▶ _Objective_
Using the entries below, transcribe exactly the line containing "Please identify the white" and each line that follows it to the end.

-- Start of Data supplied --

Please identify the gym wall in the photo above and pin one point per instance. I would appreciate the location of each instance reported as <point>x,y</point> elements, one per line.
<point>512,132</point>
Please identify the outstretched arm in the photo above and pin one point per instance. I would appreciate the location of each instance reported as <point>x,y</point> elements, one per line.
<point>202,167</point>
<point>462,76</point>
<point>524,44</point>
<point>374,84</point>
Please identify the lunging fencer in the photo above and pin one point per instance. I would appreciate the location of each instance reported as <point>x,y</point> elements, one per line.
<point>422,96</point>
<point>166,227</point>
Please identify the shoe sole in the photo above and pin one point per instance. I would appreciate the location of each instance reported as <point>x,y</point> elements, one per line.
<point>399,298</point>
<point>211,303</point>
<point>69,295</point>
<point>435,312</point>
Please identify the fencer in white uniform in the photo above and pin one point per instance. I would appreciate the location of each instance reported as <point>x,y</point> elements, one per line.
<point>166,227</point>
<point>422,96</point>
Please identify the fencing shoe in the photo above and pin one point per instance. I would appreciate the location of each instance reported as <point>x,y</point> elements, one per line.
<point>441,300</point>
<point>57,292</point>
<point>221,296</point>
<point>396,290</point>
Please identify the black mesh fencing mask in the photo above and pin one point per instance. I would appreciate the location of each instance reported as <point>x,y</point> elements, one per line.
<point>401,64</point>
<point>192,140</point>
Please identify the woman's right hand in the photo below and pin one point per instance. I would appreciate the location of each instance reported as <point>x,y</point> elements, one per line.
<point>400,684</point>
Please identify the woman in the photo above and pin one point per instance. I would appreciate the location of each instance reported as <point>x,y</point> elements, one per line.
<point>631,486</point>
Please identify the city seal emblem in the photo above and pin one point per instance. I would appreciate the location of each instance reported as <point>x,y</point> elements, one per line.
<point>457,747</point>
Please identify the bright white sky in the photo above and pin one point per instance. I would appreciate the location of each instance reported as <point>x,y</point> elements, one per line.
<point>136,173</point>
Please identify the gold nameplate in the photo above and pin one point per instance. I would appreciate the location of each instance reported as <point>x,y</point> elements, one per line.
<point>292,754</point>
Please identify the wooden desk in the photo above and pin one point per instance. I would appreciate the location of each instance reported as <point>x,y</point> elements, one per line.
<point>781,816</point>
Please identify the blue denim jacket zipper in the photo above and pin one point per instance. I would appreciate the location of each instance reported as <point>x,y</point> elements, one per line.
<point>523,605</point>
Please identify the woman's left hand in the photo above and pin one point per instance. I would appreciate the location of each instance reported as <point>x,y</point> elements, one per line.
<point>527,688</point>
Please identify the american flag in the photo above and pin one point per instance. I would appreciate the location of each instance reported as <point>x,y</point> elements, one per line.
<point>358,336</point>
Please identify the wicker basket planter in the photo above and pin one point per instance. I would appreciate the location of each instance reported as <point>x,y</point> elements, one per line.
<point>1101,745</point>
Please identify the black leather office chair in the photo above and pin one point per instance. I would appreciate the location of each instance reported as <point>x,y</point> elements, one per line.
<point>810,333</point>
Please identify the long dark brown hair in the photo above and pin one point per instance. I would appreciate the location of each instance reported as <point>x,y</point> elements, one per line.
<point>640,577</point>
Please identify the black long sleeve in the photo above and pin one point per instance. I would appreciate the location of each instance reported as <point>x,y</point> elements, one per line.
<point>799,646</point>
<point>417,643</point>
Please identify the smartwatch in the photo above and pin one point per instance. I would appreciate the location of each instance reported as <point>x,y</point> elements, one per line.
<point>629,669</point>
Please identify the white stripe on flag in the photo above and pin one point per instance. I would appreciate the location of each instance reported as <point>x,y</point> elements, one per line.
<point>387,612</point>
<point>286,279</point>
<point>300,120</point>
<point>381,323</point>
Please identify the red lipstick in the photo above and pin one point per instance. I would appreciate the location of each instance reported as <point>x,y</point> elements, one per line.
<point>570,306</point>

-- End of Data supplied --

▶ _Exercise output_
Please identify the white stripe on flag in the photo above and pin one point per instance. I would appreciate the location of each instance reported as <point>x,y</point> elements, one per line.
<point>387,612</point>
<point>286,279</point>
<point>300,120</point>
<point>381,323</point>
Please identify the red lipstick in the photo above and pin one point per instance. I would appreciate the location of each instance reported as <point>x,y</point> elements, one per line.
<point>570,306</point>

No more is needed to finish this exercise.